# DATASET:

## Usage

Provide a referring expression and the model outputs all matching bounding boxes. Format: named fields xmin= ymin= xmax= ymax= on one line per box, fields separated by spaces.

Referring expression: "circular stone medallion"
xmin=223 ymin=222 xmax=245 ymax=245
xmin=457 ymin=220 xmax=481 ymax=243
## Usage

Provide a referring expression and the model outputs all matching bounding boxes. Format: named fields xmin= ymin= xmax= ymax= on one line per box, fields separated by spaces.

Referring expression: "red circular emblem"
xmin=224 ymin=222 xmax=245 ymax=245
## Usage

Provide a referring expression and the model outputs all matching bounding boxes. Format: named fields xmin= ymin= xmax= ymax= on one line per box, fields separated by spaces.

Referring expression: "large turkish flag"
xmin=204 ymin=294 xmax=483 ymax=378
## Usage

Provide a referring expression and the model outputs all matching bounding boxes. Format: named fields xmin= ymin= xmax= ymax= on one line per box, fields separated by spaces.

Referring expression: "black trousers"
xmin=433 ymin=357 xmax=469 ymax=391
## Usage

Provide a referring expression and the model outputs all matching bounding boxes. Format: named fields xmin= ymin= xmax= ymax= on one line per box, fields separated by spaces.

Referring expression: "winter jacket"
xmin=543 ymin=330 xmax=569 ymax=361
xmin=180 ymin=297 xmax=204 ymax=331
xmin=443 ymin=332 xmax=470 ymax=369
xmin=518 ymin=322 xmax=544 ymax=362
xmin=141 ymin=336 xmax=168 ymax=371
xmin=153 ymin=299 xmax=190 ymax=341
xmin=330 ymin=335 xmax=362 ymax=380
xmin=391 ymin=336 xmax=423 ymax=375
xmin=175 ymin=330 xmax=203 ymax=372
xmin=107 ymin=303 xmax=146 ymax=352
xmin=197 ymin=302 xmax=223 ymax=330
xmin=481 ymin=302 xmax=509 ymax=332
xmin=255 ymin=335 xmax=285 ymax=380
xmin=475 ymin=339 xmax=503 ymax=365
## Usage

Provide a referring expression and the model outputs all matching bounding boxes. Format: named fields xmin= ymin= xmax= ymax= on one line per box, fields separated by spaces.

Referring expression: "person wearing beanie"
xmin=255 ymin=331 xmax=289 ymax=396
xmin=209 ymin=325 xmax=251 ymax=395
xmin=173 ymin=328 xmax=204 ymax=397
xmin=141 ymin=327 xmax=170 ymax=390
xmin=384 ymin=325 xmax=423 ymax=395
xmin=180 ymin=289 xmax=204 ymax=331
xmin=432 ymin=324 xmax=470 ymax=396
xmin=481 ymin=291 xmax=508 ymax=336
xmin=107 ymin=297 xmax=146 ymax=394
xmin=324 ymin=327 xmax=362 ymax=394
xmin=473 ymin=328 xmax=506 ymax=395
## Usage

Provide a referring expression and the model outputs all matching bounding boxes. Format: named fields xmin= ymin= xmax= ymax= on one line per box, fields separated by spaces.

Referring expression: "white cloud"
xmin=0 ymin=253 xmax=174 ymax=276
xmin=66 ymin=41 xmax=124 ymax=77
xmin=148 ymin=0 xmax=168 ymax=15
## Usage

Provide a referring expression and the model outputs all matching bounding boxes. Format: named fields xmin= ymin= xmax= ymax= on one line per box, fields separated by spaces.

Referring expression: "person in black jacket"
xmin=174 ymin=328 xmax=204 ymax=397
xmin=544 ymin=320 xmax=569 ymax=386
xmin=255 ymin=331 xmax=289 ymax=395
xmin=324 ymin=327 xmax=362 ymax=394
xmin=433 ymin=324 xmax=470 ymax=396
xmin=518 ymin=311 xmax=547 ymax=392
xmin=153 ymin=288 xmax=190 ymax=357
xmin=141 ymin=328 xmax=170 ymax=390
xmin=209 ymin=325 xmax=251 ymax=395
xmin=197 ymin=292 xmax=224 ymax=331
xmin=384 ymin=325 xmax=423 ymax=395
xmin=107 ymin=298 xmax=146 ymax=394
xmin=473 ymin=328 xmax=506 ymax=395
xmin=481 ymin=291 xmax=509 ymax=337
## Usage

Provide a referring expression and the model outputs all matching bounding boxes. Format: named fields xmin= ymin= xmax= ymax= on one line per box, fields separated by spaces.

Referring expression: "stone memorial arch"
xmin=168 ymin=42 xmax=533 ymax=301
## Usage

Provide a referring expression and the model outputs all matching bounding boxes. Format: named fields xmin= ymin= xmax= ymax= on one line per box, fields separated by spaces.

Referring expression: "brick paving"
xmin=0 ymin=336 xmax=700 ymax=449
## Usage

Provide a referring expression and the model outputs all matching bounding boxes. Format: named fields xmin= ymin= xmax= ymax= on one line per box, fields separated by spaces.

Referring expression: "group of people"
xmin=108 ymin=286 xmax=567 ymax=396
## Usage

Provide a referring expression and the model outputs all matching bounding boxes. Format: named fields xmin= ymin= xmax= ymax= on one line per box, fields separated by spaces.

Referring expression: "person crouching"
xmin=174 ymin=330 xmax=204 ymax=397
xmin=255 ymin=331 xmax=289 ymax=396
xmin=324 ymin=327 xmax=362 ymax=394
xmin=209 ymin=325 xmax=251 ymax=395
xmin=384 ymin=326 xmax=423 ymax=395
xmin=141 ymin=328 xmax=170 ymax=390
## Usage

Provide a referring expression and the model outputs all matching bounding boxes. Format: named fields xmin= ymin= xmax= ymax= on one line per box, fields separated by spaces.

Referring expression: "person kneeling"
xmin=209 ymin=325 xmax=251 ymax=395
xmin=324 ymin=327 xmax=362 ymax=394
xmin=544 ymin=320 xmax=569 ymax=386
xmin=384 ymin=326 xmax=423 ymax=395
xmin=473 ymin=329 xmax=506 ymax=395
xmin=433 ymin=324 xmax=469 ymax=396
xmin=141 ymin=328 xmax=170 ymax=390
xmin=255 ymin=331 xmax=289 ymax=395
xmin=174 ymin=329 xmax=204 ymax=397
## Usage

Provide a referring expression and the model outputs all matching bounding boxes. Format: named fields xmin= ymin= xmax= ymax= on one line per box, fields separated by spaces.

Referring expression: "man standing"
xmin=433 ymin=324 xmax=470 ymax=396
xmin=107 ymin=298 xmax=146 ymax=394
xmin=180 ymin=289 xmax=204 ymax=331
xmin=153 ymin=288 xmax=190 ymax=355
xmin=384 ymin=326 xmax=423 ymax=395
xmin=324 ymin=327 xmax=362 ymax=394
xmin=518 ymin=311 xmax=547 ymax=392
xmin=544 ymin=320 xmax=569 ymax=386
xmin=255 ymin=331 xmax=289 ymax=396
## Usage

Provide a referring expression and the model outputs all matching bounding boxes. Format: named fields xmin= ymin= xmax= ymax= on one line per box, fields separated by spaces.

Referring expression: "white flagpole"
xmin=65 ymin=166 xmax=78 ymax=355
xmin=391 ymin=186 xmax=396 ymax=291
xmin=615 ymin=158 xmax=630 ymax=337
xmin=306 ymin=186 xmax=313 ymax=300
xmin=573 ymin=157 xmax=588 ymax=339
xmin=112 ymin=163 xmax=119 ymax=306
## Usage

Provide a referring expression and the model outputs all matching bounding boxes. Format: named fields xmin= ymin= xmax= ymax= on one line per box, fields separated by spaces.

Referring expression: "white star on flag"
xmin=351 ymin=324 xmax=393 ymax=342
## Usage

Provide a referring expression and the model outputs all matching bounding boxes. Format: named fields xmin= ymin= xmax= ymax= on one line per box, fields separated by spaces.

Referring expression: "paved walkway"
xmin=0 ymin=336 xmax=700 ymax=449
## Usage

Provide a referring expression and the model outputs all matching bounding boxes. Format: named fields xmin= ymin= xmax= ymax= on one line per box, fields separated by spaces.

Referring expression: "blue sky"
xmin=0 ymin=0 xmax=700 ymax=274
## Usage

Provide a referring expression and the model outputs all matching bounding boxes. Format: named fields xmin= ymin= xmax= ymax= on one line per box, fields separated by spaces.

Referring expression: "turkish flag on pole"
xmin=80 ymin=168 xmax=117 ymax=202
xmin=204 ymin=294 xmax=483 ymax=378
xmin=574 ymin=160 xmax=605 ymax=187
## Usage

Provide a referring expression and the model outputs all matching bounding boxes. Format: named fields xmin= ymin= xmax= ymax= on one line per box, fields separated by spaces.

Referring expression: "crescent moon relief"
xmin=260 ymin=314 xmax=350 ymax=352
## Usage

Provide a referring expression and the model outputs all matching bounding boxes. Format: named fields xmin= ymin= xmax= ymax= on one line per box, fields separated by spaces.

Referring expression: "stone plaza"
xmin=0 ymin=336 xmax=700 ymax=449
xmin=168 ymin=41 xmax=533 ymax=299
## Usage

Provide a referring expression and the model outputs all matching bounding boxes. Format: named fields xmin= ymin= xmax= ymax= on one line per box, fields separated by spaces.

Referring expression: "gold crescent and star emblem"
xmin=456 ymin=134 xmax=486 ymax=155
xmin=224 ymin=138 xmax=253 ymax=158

# WHAT YOU HAVE TO DO:
Turn the rows, from their first line through the line that contains "xmin=475 ymin=339 xmax=503 ymax=365", into a Markdown table with the columns Number and Line, giving each line a sequential number and leaving out blank lines.

# FINAL RESULT:
| Number | Line |
|---|---|
| 1 | ## Usage |
| 2 | Provide a referring expression and the model outputs all matching bounding boxes. Format: named fields xmin= ymin= xmax= ymax= on one line per box, fields separated by spaces. |
| 3 | Referring expression: "circular stone medallion" |
| 4 | xmin=223 ymin=222 xmax=245 ymax=245 |
| 5 | xmin=457 ymin=220 xmax=481 ymax=243 |
| 6 | ## Usage |
| 7 | Provide a referring expression and the model outputs all matching bounding boxes. Format: named fields xmin= ymin= xmax= ymax= on one line per box, fields separated by spaces. |
| 8 | Referring expression: "red circular emblem" |
| 9 | xmin=224 ymin=222 xmax=245 ymax=245 |
| 10 | ## Usage |
| 11 | Provide a referring expression and the model outputs all matching bounding boxes. Format: named fields xmin= ymin= xmax= ymax= on one line per box, fields separated by spaces. |
| 12 | Referring expression: "large turkish flag" |
| 13 | xmin=204 ymin=294 xmax=483 ymax=378 |
| 14 | ## Usage |
| 15 | Provide a referring expression and the model outputs all matching bounding boxes. Format: named fields xmin= ymin= xmax= ymax= on one line per box, fields separated by spaces. |
| 16 | Referring expression: "black trousers" |
| 17 | xmin=433 ymin=357 xmax=469 ymax=391 |
| 18 | ## Usage |
| 19 | Provide a referring expression and the model outputs all matching bounding boxes. Format: named fields xmin= ymin= xmax= ymax= on one line per box, fields separated by spaces. |
| 20 | Referring expression: "winter jacket" |
| 21 | xmin=543 ymin=330 xmax=569 ymax=361 |
| 22 | xmin=180 ymin=297 xmax=204 ymax=331 |
| 23 | xmin=443 ymin=332 xmax=470 ymax=369 |
| 24 | xmin=518 ymin=322 xmax=544 ymax=362 |
| 25 | xmin=141 ymin=336 xmax=168 ymax=371 |
| 26 | xmin=153 ymin=299 xmax=190 ymax=341 |
| 27 | xmin=330 ymin=335 xmax=362 ymax=380 |
| 28 | xmin=391 ymin=336 xmax=423 ymax=375 |
| 29 | xmin=175 ymin=330 xmax=203 ymax=372 |
| 30 | xmin=107 ymin=303 xmax=146 ymax=352 |
| 31 | xmin=197 ymin=302 xmax=223 ymax=330 |
| 32 | xmin=481 ymin=302 xmax=509 ymax=332 |
| 33 | xmin=255 ymin=335 xmax=285 ymax=380 |
| 34 | xmin=475 ymin=339 xmax=503 ymax=365 |